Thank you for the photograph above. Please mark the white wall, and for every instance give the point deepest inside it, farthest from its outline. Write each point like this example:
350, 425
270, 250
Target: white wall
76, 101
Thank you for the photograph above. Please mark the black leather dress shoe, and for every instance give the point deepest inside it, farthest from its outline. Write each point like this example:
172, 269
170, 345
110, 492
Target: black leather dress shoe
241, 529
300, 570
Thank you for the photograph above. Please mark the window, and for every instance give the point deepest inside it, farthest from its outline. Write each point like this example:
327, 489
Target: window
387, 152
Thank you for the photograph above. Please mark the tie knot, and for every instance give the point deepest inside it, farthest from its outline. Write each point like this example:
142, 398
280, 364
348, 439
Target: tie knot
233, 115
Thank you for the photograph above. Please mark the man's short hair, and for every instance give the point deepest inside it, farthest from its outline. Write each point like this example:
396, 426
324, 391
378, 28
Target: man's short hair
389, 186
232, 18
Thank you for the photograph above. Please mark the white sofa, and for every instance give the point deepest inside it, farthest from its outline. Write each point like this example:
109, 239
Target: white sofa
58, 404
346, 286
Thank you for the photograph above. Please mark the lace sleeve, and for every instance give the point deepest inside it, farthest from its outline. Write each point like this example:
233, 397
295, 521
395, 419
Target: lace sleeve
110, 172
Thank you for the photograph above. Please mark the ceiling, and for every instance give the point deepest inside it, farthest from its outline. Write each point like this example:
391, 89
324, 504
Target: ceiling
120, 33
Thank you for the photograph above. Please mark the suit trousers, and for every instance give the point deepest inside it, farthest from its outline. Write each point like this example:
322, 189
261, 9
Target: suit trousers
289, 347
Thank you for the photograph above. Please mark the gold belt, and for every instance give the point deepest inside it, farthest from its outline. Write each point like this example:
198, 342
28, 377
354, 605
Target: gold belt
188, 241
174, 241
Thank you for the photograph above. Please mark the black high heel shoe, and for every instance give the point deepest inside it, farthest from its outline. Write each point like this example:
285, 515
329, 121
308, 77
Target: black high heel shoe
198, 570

———

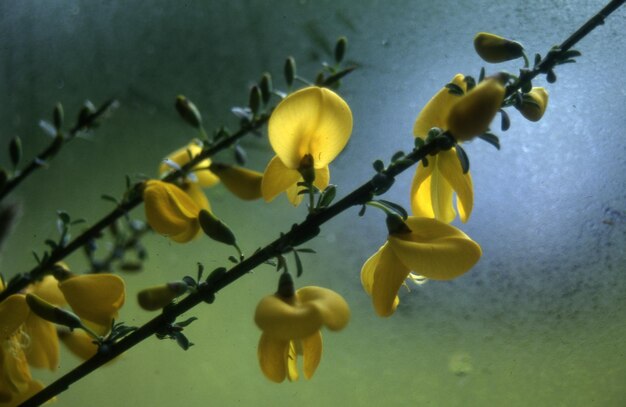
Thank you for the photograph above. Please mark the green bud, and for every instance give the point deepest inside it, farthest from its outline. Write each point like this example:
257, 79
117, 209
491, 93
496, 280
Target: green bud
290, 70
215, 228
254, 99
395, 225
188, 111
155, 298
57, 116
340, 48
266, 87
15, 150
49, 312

———

--- WRITTEN REQUEST ---
Collect every line of the listing above that contains the string "Target", matching its case exactly.

--- THE REPLY ---
Target: white wall
Target: black leather dress shoe
Target: window
Target: tie knot
Target: man's short hair
Target: white sofa
Target: lace sleeve
Target: ceiling
Target: suit trousers
Target: gold belt
Target: black high heel shoe
Target: green bud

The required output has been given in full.